**What to produce**
Please set down each record exactly as it appears, but leave out any pictures.

(Stored records)
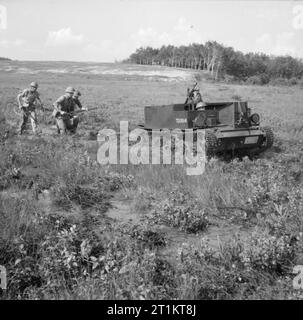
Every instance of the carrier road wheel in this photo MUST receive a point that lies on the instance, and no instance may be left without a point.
(211, 144)
(269, 137)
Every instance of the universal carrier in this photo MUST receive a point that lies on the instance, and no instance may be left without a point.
(230, 126)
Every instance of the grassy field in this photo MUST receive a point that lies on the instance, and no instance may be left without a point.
(72, 229)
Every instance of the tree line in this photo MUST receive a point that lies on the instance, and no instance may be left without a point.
(221, 61)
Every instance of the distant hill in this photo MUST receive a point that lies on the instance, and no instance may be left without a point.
(223, 62)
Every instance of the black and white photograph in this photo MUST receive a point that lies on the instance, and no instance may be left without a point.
(151, 151)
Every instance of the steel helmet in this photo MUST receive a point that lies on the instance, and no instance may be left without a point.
(70, 90)
(34, 84)
(77, 93)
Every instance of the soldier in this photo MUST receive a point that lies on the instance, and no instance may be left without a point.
(63, 112)
(27, 101)
(76, 96)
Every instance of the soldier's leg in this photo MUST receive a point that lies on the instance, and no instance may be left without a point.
(61, 126)
(34, 121)
(74, 124)
(23, 122)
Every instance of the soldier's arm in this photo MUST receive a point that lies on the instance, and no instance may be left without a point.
(78, 103)
(21, 95)
(57, 104)
(39, 99)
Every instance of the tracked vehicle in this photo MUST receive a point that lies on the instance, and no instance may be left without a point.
(231, 127)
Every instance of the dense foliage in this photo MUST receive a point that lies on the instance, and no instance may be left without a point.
(219, 60)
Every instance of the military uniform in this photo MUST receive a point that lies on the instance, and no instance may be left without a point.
(29, 99)
(66, 122)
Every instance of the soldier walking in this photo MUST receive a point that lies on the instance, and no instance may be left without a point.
(27, 101)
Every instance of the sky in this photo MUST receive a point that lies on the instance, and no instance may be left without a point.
(105, 31)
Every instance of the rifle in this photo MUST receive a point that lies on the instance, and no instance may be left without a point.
(73, 113)
(190, 93)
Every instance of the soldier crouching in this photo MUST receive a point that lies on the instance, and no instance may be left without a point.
(27, 103)
(64, 108)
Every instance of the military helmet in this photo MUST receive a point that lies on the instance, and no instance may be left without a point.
(77, 93)
(34, 84)
(70, 90)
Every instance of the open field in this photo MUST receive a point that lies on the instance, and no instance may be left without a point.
(72, 229)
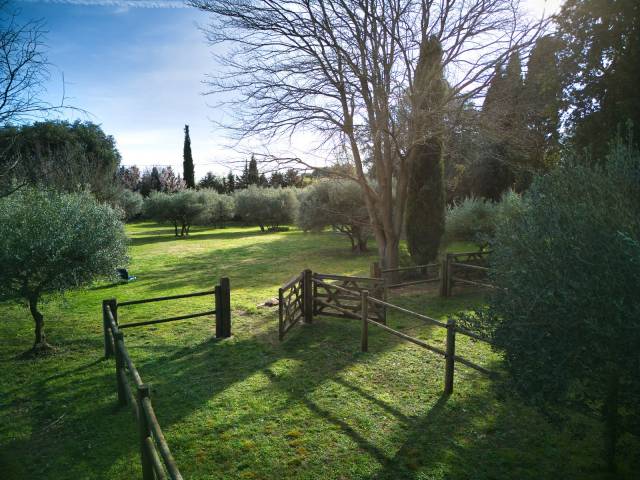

**Finished exercise**
Every instance of the carrier road wheel in this photo MUST receive a point that lies on the instance, and no instance may be left without a point.
(211, 144)
(269, 137)
Every instance of the universal carrier in this photo MUST receive a point that lies on the instance, and no instance may be left without a point.
(230, 126)
Every instance of the grassy field in this photo MUST receive a point that lies on the instance, and no instance may be left without a point.
(72, 229)
Every instance of the tree line in this photo MUST receive a point that lies on the instance, and no instance may be left without a point.
(221, 61)
Every instance of the distant hill in this photo MUST receive a point that lies on the instance, and no instance may be left without a point.
(223, 62)
Every instance of the black and white photograph in this photo MUST receive a point that lies on the instance, and no instance may be left without a point.
(151, 151)
Every instance of the steel helmet in this photo MUST receive a point that lies on the instance, and no instance may be left without a point.
(70, 90)
(34, 84)
(77, 93)
Every instance of the soldier in this photo MUST receive a point that lies on the instance, and no instance may be left without a point.
(63, 112)
(27, 101)
(76, 96)
Every instance of the soldier's leg in this photo MUST receive a point that lies on the instance, and no instance may be left without a point.
(61, 126)
(34, 121)
(74, 124)
(23, 122)
Every instance of the soldier's arm in this photo MUST receive a point that lies on the instance, and no instance may be left without a point.
(78, 103)
(21, 95)
(57, 104)
(39, 99)
Every instance of the tracked vehicle in this photo MUST receive a point that lies on the instance, and no instance may be left without a point.
(231, 127)
Every instance of the dense foliage in this photo MUST receive a point that lies on the instance, and no instance may be left without a point.
(219, 60)
Every instance of the military uniform in this photo MUST receive a point that lies on the instance, and no instance may be left without a point.
(29, 99)
(66, 122)
Every instance of the soldier walking in this photo MUST receive a point that lies on the instance, and no instance may be left without a point.
(27, 101)
Every instance of the sky in this photo MUST receive a point that lies on the instance, and no instance may be left without a point.
(105, 31)
Every instance of the rifle in this photo MUST receive a point that lies on the instance, and no instance may be left without a point.
(73, 113)
(190, 93)
Every instance of the soldier crouching in this photo MUST receive a point that lies on the instance, and no instance may be left without a point.
(27, 103)
(64, 108)
Every instance of the military helmet in this photo MUST receive a point that lies on the instance, and no instance may be left without a point.
(77, 93)
(34, 84)
(70, 90)
Every instance of the open field in this photo MUST receive a point that lies on the instance, and no instance may be left without a point.
(72, 229)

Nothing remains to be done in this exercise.